=== SET EXERCISE 1 ===
Which actress does the film review call remarkable?
START DOCUMENT EXTRACT
The acting all takes the same tone of rapid speech, almost patter, and the quality is superb, quite musical. It is not the kind of thing Americans would like. They don't understand anything that is not street-real or living-room postured. -Marvelous performances by Mildred Natwick, Cloris Leachman, and Eileen Brennan. Cybill Shepherd is remarkable. I never suspected she had that much talent. Barry Brown achieves the persona the director wanted, though he lacks the internal solidity - not maturity - of a Jamesian young man. Only at the end do you sense his awareness of his own and his society's corruption. He doesn't quite seem to earn his consciousness of it. But it still fits within Bogdanovich's framework.
I applaud any director of an American film willing to try a different brush, a new stroke, without the idiocy of affectation. Thus, I find it a four, and throw in a one for bravery. (I've done that before somewhere.) It is a film to be watched again, however flawed, just for the characterizations, and of course, if you are a lover of women, for the four beauties present, especially Cybill Shepherd. There are few presentations of the beauty of the American girl, at least the American girl in times past without the potty mouth and exposed belly, as rare as this. Her brazenness and innocence are balanced to a fault.
END DOCUMENT EXTRACT
START PROVIDED RECORDS
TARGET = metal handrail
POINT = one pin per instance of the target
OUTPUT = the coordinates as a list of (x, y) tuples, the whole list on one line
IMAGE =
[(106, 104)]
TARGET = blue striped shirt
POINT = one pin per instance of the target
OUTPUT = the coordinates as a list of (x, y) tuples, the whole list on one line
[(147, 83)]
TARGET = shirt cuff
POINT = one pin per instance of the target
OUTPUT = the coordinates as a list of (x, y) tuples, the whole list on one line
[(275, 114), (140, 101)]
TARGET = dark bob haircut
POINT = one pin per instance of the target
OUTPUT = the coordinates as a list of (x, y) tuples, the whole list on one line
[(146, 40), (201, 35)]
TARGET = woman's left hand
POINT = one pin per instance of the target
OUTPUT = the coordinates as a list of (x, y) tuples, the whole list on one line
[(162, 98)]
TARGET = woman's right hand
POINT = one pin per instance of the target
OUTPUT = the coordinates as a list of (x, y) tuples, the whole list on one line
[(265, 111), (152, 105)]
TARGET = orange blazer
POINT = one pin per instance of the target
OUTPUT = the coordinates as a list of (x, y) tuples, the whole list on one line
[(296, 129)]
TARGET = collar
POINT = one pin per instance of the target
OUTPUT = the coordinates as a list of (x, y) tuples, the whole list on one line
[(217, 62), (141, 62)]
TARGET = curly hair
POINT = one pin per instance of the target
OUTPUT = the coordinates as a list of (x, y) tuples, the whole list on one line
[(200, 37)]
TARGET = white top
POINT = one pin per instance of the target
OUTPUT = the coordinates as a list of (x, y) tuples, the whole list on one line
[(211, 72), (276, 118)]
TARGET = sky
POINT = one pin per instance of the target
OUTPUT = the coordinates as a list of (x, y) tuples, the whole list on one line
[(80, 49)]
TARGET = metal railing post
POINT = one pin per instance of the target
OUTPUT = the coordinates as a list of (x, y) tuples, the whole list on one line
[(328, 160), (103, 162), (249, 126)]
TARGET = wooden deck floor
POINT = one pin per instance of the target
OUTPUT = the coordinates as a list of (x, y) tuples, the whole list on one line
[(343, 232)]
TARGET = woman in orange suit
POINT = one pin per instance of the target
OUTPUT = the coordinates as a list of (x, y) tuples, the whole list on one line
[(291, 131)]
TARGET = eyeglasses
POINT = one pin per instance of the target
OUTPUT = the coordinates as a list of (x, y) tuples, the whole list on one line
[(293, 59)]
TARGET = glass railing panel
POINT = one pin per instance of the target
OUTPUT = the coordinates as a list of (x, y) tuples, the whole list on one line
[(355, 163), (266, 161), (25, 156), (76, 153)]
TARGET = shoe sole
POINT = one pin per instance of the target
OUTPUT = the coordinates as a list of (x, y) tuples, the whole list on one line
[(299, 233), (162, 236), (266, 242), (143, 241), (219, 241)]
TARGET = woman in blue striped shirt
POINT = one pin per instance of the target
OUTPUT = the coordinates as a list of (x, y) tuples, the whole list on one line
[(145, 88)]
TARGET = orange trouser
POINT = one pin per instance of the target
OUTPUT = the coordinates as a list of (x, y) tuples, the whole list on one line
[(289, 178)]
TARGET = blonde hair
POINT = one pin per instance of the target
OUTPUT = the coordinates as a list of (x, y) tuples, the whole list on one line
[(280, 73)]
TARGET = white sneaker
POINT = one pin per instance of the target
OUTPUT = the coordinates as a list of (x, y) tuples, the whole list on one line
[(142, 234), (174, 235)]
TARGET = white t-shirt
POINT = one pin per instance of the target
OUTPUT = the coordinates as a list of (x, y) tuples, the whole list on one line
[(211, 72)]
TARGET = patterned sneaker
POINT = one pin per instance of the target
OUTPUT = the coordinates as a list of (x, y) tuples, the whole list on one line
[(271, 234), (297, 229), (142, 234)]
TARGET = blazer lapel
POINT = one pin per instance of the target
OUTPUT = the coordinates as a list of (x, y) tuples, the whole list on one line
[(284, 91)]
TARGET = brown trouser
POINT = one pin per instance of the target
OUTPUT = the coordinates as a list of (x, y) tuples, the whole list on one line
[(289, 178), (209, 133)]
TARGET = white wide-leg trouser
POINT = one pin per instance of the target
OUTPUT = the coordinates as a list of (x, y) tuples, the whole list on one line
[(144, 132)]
END PROVIDED RECORDS
=== SET EXERCISE 2 ===
Please copy the records from the line with "TARGET = dark bob haircut" up to and including the line with "[(355, 163), (266, 161), (25, 156), (76, 153)]".

=== FULL OUTPUT 1 ===
Cybill Shepherd

=== FULL OUTPUT 2 ===
TARGET = dark bob haircut
POINT = one pin per instance of the target
OUTPUT = the coordinates as a list of (x, y) tuples, the whole list on one line
[(146, 40), (201, 35)]
TARGET = woman's left hand
POINT = one pin per instance of the target
OUTPUT = the coordinates as a list of (x, y) tuples, the whole list on one line
[(162, 98)]
TARGET = woman's right hand
POINT = one pin per instance of the target
OUTPUT = the coordinates as a list of (x, y) tuples, the whole list on one line
[(265, 111), (152, 105)]
TARGET = orange blazer
POINT = one pin per instance of the target
OUTPUT = the coordinates as a list of (x, y) tuples, the whole list on one line
[(296, 129)]
TARGET = collar
POINT = one pin per instance of the target
OUTPUT = the coordinates as a list of (x, y) tuples, the whole list on one line
[(217, 62), (141, 62)]
TARGET = curly hair
POINT = one pin per instance of the target
OUTPUT = the coordinates as a list of (x, y) tuples, the whole list on one line
[(200, 37)]
TARGET = white top
POINT = one pin per instance of the target
OUTPUT = the coordinates as a list of (x, y) tuples, the whole list on one line
[(211, 72), (276, 118)]
TARGET = sky
POINT = one pin per instance of the target
OUTPUT = the coordinates as a list of (x, y) tuples, the whole list on one line
[(80, 49)]
TARGET = metal railing post
POINT = one pin per instance of the target
OUTPUT = the coordinates as a list of (x, y) tuples, the whole list on one line
[(328, 160), (103, 162), (249, 126)]
TARGET = wooden deck floor
POINT = one pin per instance of the target
OUTPUT = the coordinates as a list of (x, y) tuples, the whole list on one line
[(343, 232)]
TARGET = woman in orange suit
POINT = one pin per instance of the target
OUTPUT = the coordinates as a list of (x, y) tuples, the whole list on one line
[(291, 131)]
TARGET = eyeglasses
POINT = one pin per instance of the target
OUTPUT = the coordinates as a list of (x, y) tuples, the whole list on one line
[(293, 59)]
TARGET = glass railing panel
POINT = one pin per instance of the target
OUTPUT = the coordinates as a list of (x, y) tuples, the whole list on one line
[(355, 163), (266, 161), (25, 156), (76, 153)]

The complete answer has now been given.